== PAGE EXCERPT
• Di von Essen

Five-star hotel set to make its mark


A landmark deal inked this morning will see the City’s current administrative headquarters transformed into a stunning five-star hotel to be known as the Kingsley. Overlooking Civic Park, the harbour and Merewether from its upper floors, the Kingsley marks a historic moment in the City’s revitalisation, providing the heartbeat that has always been missing from the local tourism industry.

Purchased by the hospitality group Crystalbrook Collection, the five-star hotel will feature 136 luxury rooms, lobby bar, café with outdoor terrace and a new roof top with restaurant, swimming pool and gymnasium. Construction and fit out of the new hotel will begin as soon as City of Newcastle staff relocate to their new office on the corner of Hunter Street and Stewart Avenue in the new CBD that is Newcastle West. Crystalbrook Collection expect the Kingsley to be operating by November 2020, in time for the Newcastle 500 and the tens of thousands of visitors it will attract to the city.

Lord Mayor Nuatali Nelmes hailed the landmark deal as a turning point in Newcastle’s history.

"Great cities around the world provide truly great accommodation. And the mark of a great hotel is one done to a five-star standard."

"Crystalbrook’s decision to invest in Newcastle, when they could have invested anywhere in Australia, says so much about our city and how we are viewed by those living interstate and overseas. “The location of the Kingsley will overnight reinvent the Civic Precinct. Guest staying in the luxury hotel will now be within just 100 metres walk of the Civic Theatre, The Newcastle Art Gallery, The Newcastle Museum and the Civic Playhouse.

"The existence of a five-star hotel complete with a light rail station immediately across from it, will finally create the thriving cultural precinct our city has longed for," the Lord Mayor said.
====
== INFORMATION GIVEN
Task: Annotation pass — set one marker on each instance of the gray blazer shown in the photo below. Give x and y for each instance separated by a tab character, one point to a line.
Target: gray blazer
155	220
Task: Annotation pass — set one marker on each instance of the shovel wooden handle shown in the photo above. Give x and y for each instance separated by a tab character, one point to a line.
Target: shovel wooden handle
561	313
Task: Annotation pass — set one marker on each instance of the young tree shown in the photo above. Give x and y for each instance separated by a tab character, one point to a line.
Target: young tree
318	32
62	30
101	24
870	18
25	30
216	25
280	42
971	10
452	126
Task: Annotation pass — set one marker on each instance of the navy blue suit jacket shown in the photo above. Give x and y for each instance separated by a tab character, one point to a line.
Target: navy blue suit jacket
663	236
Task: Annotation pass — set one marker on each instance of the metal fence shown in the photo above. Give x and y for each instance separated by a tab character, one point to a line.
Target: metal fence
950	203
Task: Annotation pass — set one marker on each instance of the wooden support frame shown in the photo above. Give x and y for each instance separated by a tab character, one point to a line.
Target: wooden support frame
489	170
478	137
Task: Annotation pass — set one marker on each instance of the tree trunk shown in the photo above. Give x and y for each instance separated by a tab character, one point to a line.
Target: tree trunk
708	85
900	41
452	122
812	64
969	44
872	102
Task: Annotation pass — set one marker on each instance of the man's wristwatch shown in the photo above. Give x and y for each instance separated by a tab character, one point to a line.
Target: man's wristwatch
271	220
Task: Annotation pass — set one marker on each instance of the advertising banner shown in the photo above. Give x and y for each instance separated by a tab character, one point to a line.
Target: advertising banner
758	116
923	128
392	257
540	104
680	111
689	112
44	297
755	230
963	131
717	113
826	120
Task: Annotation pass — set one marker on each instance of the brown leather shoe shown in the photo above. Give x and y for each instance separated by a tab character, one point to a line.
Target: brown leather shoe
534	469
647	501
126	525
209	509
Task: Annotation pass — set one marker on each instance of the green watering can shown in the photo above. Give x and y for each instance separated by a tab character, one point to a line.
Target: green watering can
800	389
====
From the five-star hotel article, set down the passage starting at "Lord Mayor Nuatali" and ending at "Lord Mayor said.".

COMPLETED EXERCISE —
Lord Mayor Nuatali Nelmes hailed the landmark deal as a turning point in Newcastle’s history.

"Great cities around the world provide truly great accommodation. And the mark of a great hotel is one done to a five-star standard."

"Crystalbrook’s decision to invest in Newcastle, when they could have invested anywhere in Australia, says so much about our city and how we are viewed by those living interstate and overseas. “The location of the Kingsley will overnight reinvent the Civic Precinct. Guest staying in the luxury hotel will now be within just 100 metres walk of the Civic Theatre, The Newcastle Art Gallery, The Newcastle Museum and the Civic Playhouse.

"The existence of a five-star hotel complete with a light rail station immediately across from it, will finally create the thriving cultural precinct our city has longed for," the Lord Mayor said.